Reproduce, without any change, the stretch of material from the line containing "Objective — one marker on every instance of the woman's nose" through the end of the material below, and nothing else.

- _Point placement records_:
----

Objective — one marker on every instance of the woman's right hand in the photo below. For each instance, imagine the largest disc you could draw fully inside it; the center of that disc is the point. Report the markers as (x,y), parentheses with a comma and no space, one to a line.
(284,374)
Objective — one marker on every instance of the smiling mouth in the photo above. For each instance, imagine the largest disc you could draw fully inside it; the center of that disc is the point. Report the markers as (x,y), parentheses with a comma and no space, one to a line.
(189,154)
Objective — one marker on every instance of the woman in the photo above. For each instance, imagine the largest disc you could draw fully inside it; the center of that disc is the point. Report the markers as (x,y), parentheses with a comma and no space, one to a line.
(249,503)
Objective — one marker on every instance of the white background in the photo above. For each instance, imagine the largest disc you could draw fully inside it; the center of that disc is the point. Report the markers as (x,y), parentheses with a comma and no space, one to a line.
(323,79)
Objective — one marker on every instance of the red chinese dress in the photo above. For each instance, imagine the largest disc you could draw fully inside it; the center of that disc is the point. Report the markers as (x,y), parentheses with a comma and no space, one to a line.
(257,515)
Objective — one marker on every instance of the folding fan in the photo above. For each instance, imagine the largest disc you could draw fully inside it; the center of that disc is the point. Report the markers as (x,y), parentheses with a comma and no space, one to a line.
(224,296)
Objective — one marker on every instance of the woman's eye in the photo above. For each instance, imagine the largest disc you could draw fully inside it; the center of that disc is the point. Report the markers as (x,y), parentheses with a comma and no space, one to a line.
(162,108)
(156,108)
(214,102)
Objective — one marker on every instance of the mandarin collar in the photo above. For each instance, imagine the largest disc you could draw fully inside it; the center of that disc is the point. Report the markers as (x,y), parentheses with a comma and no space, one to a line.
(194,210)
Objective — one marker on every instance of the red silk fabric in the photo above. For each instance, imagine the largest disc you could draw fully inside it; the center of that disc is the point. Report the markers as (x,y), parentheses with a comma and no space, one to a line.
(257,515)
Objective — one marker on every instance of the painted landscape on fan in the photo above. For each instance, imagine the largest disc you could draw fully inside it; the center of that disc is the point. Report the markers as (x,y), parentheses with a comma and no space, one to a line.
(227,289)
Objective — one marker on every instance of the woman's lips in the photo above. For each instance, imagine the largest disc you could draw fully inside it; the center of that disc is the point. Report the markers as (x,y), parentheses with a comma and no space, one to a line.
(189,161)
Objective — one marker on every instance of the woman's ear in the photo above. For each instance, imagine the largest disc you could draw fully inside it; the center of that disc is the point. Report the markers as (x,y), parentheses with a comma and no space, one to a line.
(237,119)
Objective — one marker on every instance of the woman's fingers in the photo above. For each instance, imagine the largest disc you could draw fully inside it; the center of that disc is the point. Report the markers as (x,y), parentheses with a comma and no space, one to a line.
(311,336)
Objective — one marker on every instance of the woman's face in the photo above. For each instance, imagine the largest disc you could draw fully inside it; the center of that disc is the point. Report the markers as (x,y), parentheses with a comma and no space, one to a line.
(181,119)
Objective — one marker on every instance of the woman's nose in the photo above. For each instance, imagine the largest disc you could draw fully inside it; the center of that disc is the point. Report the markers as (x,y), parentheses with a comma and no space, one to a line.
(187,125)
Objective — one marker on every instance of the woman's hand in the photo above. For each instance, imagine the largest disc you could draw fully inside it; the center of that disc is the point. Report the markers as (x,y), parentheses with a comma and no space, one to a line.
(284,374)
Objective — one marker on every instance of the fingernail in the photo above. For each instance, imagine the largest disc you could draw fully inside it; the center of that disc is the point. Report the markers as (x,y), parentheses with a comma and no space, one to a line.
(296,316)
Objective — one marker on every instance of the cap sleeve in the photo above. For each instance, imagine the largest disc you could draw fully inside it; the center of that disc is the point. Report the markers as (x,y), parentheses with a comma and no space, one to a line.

----

- _Solution_:
Objective — one marker on every instance of the woman's nose in the photo above. For each instance, imagine the largest disc you could draw fully inside it; the center of that disc is the point. Report the markers as (x,y), parentheses with a comma and no space, one to a line.
(187,125)
Objective — one marker on every instance of the woman's hand in the photo above. For each instance, imagine the largest disc you could draw fully inside it; the center of that disc is the point. Report the markers as (x,y), parentheses with a comma and no space, one to a line.
(284,374)
Objective — one marker on every instance of the fingernail in the photo above. For each instance, imagine the largest disc you could draw fully inside it; the center of that disc is the point. Report the markers as (x,y), parentheses with a comma and no space, one to a line.
(296,316)
Objective — one marker on every instance of the cap sleeve in the photo above. For each instance, imagine the largest disc you could draw fully inside it; the center of that disc is the point. Report the markers as (x,y), parentheses with a comma and no space, one to a line.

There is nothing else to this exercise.